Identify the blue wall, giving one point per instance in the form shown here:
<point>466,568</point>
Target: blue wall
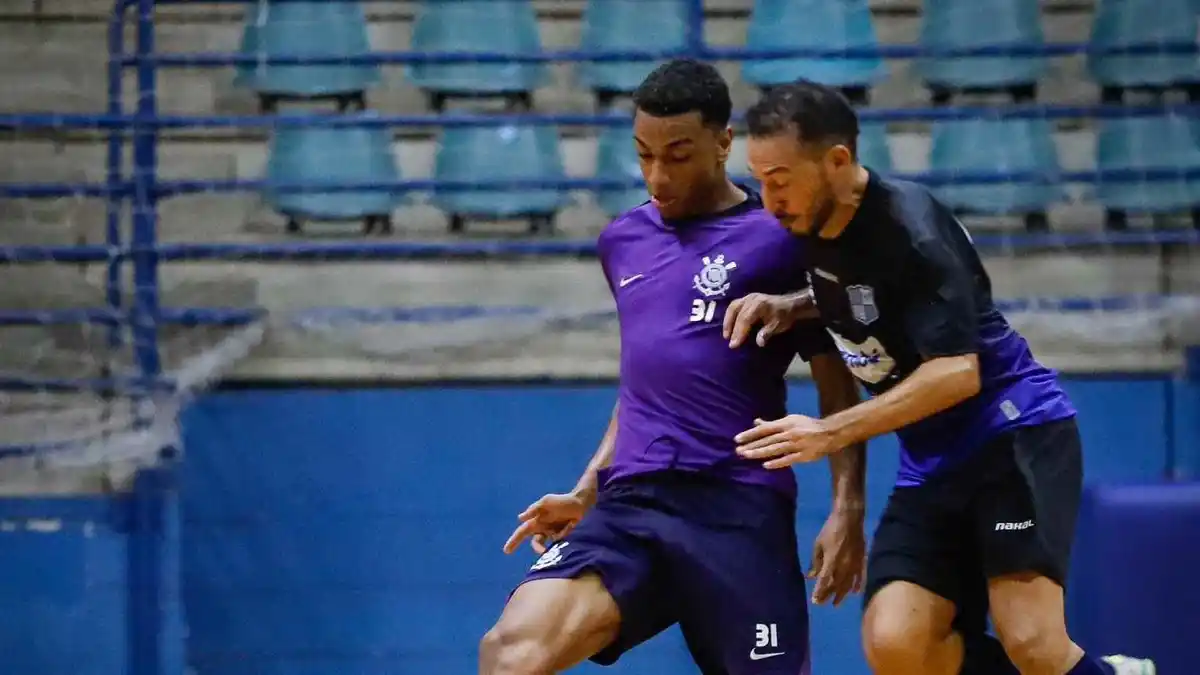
<point>358,532</point>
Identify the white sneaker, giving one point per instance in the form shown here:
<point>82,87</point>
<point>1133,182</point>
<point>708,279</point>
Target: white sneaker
<point>1129,665</point>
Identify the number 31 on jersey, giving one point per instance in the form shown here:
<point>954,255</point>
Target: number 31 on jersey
<point>702,310</point>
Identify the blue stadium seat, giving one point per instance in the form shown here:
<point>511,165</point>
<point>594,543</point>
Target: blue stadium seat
<point>994,145</point>
<point>613,25</point>
<point>1161,143</point>
<point>505,27</point>
<point>1125,23</point>
<point>815,24</point>
<point>490,154</point>
<point>617,160</point>
<point>873,147</point>
<point>342,155</point>
<point>306,29</point>
<point>955,24</point>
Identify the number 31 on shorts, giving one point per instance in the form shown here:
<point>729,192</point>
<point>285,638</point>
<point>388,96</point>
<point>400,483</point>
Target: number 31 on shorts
<point>702,310</point>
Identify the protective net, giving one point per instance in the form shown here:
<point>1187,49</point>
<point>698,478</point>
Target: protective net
<point>251,263</point>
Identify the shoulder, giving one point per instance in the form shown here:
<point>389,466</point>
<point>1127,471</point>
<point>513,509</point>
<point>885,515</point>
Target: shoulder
<point>624,227</point>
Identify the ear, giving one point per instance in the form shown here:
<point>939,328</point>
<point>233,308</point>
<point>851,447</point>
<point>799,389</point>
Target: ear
<point>841,168</point>
<point>724,144</point>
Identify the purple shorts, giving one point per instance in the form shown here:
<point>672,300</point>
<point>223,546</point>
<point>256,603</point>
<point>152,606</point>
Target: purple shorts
<point>715,556</point>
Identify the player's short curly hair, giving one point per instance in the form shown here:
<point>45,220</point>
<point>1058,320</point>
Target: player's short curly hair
<point>814,112</point>
<point>684,85</point>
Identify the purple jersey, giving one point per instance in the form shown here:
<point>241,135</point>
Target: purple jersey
<point>903,285</point>
<point>684,393</point>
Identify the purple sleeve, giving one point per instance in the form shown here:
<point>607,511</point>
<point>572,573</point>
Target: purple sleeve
<point>604,251</point>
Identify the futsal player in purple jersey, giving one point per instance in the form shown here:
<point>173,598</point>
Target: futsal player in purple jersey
<point>669,525</point>
<point>984,507</point>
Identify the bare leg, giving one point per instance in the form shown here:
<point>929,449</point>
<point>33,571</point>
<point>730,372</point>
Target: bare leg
<point>550,625</point>
<point>906,631</point>
<point>1029,614</point>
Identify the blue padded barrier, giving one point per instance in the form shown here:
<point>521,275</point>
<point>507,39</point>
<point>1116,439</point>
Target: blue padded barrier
<point>1137,555</point>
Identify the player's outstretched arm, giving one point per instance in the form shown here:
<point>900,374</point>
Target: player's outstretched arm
<point>774,314</point>
<point>839,554</point>
<point>555,515</point>
<point>934,387</point>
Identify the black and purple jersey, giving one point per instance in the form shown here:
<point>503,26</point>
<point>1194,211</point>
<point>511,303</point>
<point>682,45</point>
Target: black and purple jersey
<point>903,285</point>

══════

Once the pictures have been removed, reproduce each line of the material above exactly.

→ Result for this exercise
Identify the blue wall, giving one point per instance in the form shown here:
<point>466,568</point>
Target: blue wall
<point>358,532</point>
Identify the white sneaker, giving one point per instance in the form shown here:
<point>82,87</point>
<point>1133,182</point>
<point>708,279</point>
Target: white sneaker
<point>1129,665</point>
Identify the number 31 on jersey, giving one point per instance in the form shown here:
<point>954,255</point>
Target: number 31 on jersey
<point>702,310</point>
Identify the blue stadium seat, giving one point per instance in the form shown here:
<point>511,165</point>
<point>594,543</point>
Target: blue stadium seat
<point>994,145</point>
<point>613,25</point>
<point>1161,143</point>
<point>505,27</point>
<point>1125,23</point>
<point>815,24</point>
<point>490,154</point>
<point>617,160</point>
<point>873,147</point>
<point>342,155</point>
<point>306,29</point>
<point>955,24</point>
Identify the number 31 on shorts, giving one point per instance in the form shown here:
<point>729,192</point>
<point>285,638</point>
<point>388,96</point>
<point>400,483</point>
Target: number 31 on shorts
<point>702,310</point>
Identify the protective net, giving one point per instance in the form shown here:
<point>1187,49</point>
<point>698,478</point>
Target: protective net
<point>251,263</point>
Identify the shoulder, giving one point per instance in the form shown here:
<point>389,466</point>
<point>1127,471</point>
<point>513,509</point>
<point>885,515</point>
Target: shoulder
<point>624,227</point>
Identify the ear, giving one point per instance in the form shown here:
<point>939,328</point>
<point>233,308</point>
<point>851,447</point>
<point>799,389</point>
Target: ear
<point>841,168</point>
<point>724,144</point>
Identify the purple shorts, giving one point per instance in the form shown here:
<point>672,300</point>
<point>223,546</point>
<point>256,603</point>
<point>152,606</point>
Target: purple shorts
<point>715,556</point>
Identify the player's short curly hair, giving one point per instance in the form shown here:
<point>45,220</point>
<point>1058,320</point>
Target: player's short curly hair
<point>814,112</point>
<point>684,85</point>
Identify the purple jersey, giving one point per instance in the form shown here:
<point>241,135</point>
Target: purple jersey
<point>903,285</point>
<point>684,393</point>
Identify the purple sleeve, giving one point per instance in the form shown here:
<point>607,511</point>
<point>572,573</point>
Target: purple sleeve
<point>604,251</point>
Identify the futsal player in purple jersey, giving one point per instance in the form shown here:
<point>173,598</point>
Target: futsal player in purple jersey
<point>669,525</point>
<point>984,507</point>
Identify the bare leg, giving one point per instance in the form shown here:
<point>929,449</point>
<point>33,571</point>
<point>730,372</point>
Target: bare leg
<point>550,625</point>
<point>906,631</point>
<point>1029,614</point>
Identify the blue padded barrier, giving one point per instance in the form shown here:
<point>521,275</point>
<point>507,39</point>
<point>1116,439</point>
Target: blue padded barrier
<point>1137,555</point>
Identify the player's outstretched arm, giving one point per instance in the form shown here:
<point>900,374</point>
Target: player's outstretched arm
<point>774,314</point>
<point>839,554</point>
<point>555,515</point>
<point>934,387</point>
Identify the black and purple jersey, giving one point per instance in the form shown here:
<point>503,26</point>
<point>1194,211</point>
<point>511,303</point>
<point>682,45</point>
Target: black and purple jersey
<point>903,285</point>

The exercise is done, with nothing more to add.